▸ Goal of the exercise
Retype the data below line for line, leaving out the pictures.

[Bounding-box data]

====================

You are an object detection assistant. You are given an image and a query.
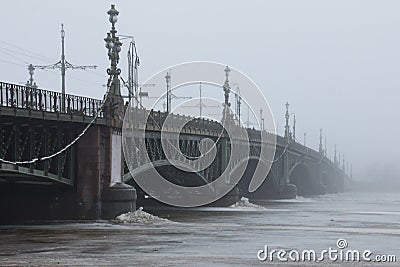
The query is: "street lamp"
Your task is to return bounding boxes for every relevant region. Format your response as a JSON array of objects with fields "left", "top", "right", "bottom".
[
  {"left": 104, "top": 5, "right": 124, "bottom": 122},
  {"left": 104, "top": 5, "right": 122, "bottom": 81}
]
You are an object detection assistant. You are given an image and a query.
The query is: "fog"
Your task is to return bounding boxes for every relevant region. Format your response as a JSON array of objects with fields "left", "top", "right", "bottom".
[{"left": 0, "top": 0, "right": 400, "bottom": 186}]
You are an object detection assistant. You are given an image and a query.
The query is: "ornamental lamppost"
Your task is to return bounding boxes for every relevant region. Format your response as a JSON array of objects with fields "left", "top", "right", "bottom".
[
  {"left": 104, "top": 5, "right": 122, "bottom": 96},
  {"left": 104, "top": 5, "right": 124, "bottom": 123}
]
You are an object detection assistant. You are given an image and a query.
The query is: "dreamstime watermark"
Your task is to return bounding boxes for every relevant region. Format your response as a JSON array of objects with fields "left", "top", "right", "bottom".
[
  {"left": 257, "top": 238, "right": 396, "bottom": 263},
  {"left": 122, "top": 62, "right": 276, "bottom": 207}
]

====================

▸ Written response
You are an object detection assistant. You are given an image and a query.
The query is: "street lamp"
Your task is to return bounding boxes for every relevant region. Format your response as a JSON array of objects with fields "left", "top", "right", "bottom".
[
  {"left": 104, "top": 5, "right": 124, "bottom": 122},
  {"left": 104, "top": 5, "right": 122, "bottom": 81}
]
You are an object detection assistant. You are given an image and a query.
The query is: "fog"
Your task is to return bounding boxes for every relevant region. Format your response as a JSON array of objects with fields "left", "top", "right", "bottom".
[{"left": 0, "top": 0, "right": 400, "bottom": 186}]
You are an object detection assistant. You are given an image and a query.
The query is: "ornamental lamppost"
Your task is to return bounding boxes for every relevant region. Format your response as a JSON array of objects with fields "left", "top", "right", "bottom".
[
  {"left": 104, "top": 5, "right": 122, "bottom": 96},
  {"left": 104, "top": 5, "right": 124, "bottom": 123}
]
You are an object detection assistant. You are given an image and a query.
The query is: "dreamstime watermark"
Your task is to return bounding boxes for every relevant region. Format your response as a JSON array of objects with fields "left", "top", "right", "bottom".
[
  {"left": 257, "top": 238, "right": 396, "bottom": 263},
  {"left": 122, "top": 62, "right": 276, "bottom": 207}
]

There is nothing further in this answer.